### Required work:
Set down everything from "About the final" down to "a brief question-and-answer." in the passage on Voices of Light, word for word.

### Passage provided:
-*-

Voices of Light, heard by itself, is a beautiful, moving piece of work; much of it is written in the style of “early” music (medieval chant, the first fumblings at polyphony, motets; there’s even a viola da gamba in there, and last night I learned all about the gamba), but it never sounds merely neo- or citational.  The libretto is composed of texts written by female mystics of the period (St. Hildegard von Bingen, Marguerite d’Oingt, St. Umiltà of Faenza, Blessed Angela of Foligno, among others, and the nonmystic protofeminist Christine de Pizan as well) as well as the letters Joan (illiterate herself) dictated, all of which are sung in the original languages (Latin, Old and Middle French, Italian).  It’s quite overwhelming in and of itself.

But together with The Passion of Joan of Arc, the effect is stunning.  Einhorn’s music is not exactly a “score”; although it’s coordinated with the film, in fifteen movements—and Einhorn even took along a portable DAT recorder to get the sound of the church bells in Joan’s home town of Domremy, and the chiming of the bells occurs at key moments in the film—it’s more like a parallel text than a score.  And since the film relies on the transcript of Joan’s trial, you find yourself dealing with no fewer than four interwoven textual threads: the transcript, the visuals of the film itself, the music, the libretto.  It’s dizzying at first, and it stays dizzying for about half an hour or so.

The overpowering moments of the music were, well, overpowering: the thundering “HOMASSE!” of the interrogators as sung by the entire chorus would tear the roof off of any building, and then there’s the menacing but beautiful “Glorioses playes” ("glorious wounds") of the scene in which Joan’s inquisitors kindly show her around the torture chamber.  But what especially struck me about the performance were some of its most subtle and vulnerable moments: the opening—just one alto and one soprano in a delicate chant, almost too ethereal to survive in this world—and the violin solo that accompanies Joan’s “relapse” about two-thirds of the way through.  I had been listening to that solo for about a minute before I realized that I really hadn’t given it its due in its CD version, and then a moment later I realized that the first violin was playing it with an intensity that had her practically flying out of her chair.  All right, I exaggerate.  But not by much.

About the final ten minutes I cannot speak.  Partly because I don’t want to give the ending away—you all have to go get the DVD for yourselves, right now—but mostly because I can’t possibly do it justice.  I’ll say this much: there’s a burning.  There’s a riot.  There is much swinging of maces.  Musical motifs from the interrogation scene and the torture chamber return, transformed.  There is a climax that is anything but cathartic.  The performance ends.  And nobody, in an auditorium of over a thousand souls, can find the voice to speak for another fifteen minutes.

So instead, we all jumped up, those of us who were crying and those who were merely shaken, and gave the Mendelssohn Club of Philadelphia Chorus and the Chamber Orchestra of Philadelphia a nice long ovation.  Then, as everyone calmed down a bit, but only a bit, Richard Einhorn took the stage for a brief question-and-answer.

-*-

### Entries supplied:
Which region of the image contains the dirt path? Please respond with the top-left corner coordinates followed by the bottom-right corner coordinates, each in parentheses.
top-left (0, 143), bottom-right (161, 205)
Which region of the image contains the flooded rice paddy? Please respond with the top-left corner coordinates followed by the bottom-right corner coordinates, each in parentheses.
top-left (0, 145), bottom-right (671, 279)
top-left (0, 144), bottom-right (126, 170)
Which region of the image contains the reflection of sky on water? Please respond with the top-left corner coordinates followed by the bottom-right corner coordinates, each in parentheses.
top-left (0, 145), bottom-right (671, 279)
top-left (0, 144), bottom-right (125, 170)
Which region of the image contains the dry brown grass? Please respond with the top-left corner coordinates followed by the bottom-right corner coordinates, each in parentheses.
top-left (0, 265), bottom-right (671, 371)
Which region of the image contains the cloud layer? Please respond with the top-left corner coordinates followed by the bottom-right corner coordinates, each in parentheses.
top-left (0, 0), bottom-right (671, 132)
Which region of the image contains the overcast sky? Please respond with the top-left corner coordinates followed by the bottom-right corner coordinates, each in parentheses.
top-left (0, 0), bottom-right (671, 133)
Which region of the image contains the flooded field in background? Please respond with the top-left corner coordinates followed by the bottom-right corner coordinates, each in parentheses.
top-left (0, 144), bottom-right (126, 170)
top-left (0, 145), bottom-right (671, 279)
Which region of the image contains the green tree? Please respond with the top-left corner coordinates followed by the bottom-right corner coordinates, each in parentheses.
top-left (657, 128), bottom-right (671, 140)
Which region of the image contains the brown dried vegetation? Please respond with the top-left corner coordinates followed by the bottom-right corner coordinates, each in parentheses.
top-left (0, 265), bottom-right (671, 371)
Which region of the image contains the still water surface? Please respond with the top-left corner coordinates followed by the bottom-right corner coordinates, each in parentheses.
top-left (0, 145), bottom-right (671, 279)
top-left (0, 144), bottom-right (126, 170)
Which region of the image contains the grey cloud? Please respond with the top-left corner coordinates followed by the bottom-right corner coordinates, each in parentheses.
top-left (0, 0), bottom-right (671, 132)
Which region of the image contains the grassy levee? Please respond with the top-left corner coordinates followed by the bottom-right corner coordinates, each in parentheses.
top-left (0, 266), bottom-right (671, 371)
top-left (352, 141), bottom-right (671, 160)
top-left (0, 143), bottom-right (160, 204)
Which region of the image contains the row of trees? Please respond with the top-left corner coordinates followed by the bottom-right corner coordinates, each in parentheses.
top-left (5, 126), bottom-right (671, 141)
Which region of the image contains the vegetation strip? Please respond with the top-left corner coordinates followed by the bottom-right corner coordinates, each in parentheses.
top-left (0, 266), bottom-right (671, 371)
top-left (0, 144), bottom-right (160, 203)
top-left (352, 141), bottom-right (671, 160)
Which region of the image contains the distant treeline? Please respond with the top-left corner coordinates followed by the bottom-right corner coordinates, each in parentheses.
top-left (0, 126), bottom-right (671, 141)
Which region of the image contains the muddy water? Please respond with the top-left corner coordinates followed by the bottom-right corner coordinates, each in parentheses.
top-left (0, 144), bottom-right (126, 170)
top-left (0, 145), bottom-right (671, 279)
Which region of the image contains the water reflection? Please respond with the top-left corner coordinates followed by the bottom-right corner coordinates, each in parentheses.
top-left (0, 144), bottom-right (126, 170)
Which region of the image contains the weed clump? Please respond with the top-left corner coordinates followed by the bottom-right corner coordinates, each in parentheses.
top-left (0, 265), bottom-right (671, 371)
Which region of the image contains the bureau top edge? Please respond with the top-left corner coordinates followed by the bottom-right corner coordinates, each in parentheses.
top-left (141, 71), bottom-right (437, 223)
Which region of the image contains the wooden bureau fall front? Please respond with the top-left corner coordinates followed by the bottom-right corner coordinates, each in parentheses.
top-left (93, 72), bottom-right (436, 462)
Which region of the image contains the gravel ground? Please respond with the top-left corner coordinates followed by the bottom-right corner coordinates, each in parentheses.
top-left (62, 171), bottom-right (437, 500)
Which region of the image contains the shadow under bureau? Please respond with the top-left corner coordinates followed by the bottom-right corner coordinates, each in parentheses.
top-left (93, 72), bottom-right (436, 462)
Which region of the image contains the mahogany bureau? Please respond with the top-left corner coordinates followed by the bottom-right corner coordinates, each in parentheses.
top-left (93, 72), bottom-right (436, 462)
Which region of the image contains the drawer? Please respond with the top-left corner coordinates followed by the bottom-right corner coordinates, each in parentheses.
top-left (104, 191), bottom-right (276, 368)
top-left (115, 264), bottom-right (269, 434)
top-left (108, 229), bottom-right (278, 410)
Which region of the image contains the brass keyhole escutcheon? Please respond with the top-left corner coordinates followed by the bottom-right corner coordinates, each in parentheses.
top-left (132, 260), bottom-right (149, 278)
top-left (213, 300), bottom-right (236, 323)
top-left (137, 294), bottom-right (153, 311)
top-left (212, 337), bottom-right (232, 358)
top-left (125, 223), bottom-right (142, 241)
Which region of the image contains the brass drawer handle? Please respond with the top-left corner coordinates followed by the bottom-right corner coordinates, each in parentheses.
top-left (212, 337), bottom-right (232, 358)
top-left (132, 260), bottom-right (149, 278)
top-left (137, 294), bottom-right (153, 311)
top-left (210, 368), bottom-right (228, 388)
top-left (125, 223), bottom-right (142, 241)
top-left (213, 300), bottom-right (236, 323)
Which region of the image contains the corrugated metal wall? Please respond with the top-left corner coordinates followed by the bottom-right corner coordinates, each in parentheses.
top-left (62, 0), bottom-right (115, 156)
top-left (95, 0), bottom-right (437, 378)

-*-

### Response to this exercise:
About the final ten minutes I cannot speak.  Partly because I don’t want to give the ending away—you all have to go get the DVD for yourselves, right now—but mostly because I can’t possibly do it justice.  I’ll say this much: there’s a burning.  There’s a riot.  There is much swinging of maces.  Musical motifs from the interrogation scene and the torture chamber return, transformed.  There is a climax that is anything but cathartic.  The performance ends.  And nobody, in an auditorium of over a thousand souls, can find the voice to speak for another fifteen minutes.

So instead, we all jumped up, those of us who were crying and those who were merely shaken, and gave the Mendelssohn Club of Philadelphia Chorus and the Chamber Orchestra of Philadelphia a nice long ovation.  Then, as everyone calmed down a bit, but only a bit, Richard Einhorn took the stage for a brief question-and-answer.